### Document passage ###

As long as Tammanna was there, Basavaiah had a reason to be alive, but once Tammanna left the place Basavaiah passed away. The old man tells the lady that Basavaiah died because he had no reason to live. Then he confesses to her that he is Tammanna himself. After Basavaiah’s death, Tammanna tells the lady that he forgot all his songs and ballads, lost his fame, and became a non-entity. He concludes telling her that, that way he avenged himself.

Tammanna tells the woman that the experiences of his life had made him realize that human nature is very strange. He sums up his experiences in one sentence. He tells her that though man works to fulfill his many needs like wealth, education, art, and many more things, yet those things do not give him the right, compelling reasons to live. All through his life man lives for some kind of unbearable vengefulness. It is in this vengefulness that he finds a reason for his existence.

Finally, using his autobiographical account as an example, the old man. tries to covertly give her a message. He tells her that her husband was flourishing as a rich man and was not amenable to any advice. Man is so complicated that till the day of his death, he goes on living for some revenge or the other, confronting one challenge or the other. He wants her to understand that she had better try to understand why her husband is living like that.

Finally, he asks her to take the whole story as a dream and hot to take his words seriously. We can infer here that he is saddened by the coconut grove owner’s lifestyle and wants to put an end to it by cautioning the lady about her husband and do something to find out why her husband was doing so. As soon as the old man finishes his story, the first narrator reappears and tells the reader that he had seen all this in a dream and hence he is unable to elaborate.

###

Goal 1:
Reproduce the Tammanna passage word for word, from "Finally, using his" to "living like that.", including both ends.
Goal 2:
Answer these questions from the Tammanna passage.
(a) After Basavaiah's death, what does Tammanna say happened to his songs and ballads?
(b) In what does man find a reason for his existence, according to Tammanna?
(c) What does the first narrator tell the reader after the old man finishes his story?
Answer using only the Tammanna passage.

### Dataset content ###

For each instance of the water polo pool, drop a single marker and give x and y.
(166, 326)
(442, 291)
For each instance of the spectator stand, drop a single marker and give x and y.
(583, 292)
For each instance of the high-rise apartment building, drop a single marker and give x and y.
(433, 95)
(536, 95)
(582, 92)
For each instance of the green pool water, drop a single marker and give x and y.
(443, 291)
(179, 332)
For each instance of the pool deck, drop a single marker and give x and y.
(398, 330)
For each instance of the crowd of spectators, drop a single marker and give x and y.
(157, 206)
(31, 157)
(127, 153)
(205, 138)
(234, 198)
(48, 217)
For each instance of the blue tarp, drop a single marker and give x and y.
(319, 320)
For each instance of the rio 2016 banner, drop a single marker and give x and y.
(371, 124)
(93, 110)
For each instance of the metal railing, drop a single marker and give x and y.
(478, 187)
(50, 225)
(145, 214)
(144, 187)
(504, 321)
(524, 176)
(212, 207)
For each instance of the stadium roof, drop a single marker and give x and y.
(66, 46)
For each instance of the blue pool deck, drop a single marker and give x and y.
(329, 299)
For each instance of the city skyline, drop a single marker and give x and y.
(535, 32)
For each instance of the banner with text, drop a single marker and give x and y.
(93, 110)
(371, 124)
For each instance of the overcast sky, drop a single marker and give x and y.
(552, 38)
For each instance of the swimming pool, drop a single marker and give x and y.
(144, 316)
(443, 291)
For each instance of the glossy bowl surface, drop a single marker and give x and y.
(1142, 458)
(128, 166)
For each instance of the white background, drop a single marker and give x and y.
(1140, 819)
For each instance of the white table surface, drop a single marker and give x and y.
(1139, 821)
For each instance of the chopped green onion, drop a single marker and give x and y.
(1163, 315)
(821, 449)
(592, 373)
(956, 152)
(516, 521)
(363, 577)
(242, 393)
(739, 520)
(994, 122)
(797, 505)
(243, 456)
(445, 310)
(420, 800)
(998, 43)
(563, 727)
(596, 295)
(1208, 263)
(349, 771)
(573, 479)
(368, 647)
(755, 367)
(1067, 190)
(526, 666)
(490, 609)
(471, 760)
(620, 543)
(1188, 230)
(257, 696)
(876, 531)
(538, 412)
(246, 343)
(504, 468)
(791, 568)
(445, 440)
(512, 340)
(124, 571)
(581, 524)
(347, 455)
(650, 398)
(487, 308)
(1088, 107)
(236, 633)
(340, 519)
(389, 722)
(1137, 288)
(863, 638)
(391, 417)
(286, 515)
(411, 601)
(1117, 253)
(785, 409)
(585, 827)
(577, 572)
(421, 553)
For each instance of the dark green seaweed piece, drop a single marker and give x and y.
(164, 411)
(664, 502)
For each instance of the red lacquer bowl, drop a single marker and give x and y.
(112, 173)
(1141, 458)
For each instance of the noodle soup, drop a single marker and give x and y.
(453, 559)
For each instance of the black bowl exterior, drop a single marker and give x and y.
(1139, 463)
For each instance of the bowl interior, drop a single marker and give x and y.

###

Exercise output 1:
Finally, using his autobiographical account as an example, the old man. tries to covertly give her a message. He tells her that her husband was flourishing as a rich man and was not amenable to any advice. Man is so complicated that till the day of his death, he goes on living for some revenge or the other, confronting one challenge or the other. He wants her to understand that she had better try to understand why her husband is living like that.

Exercise output 2:
(a) He forgot all of them.
(b) In unbearable vengefulness.
(c) That all of it had been seen in a dream, so it cannot be elaborated.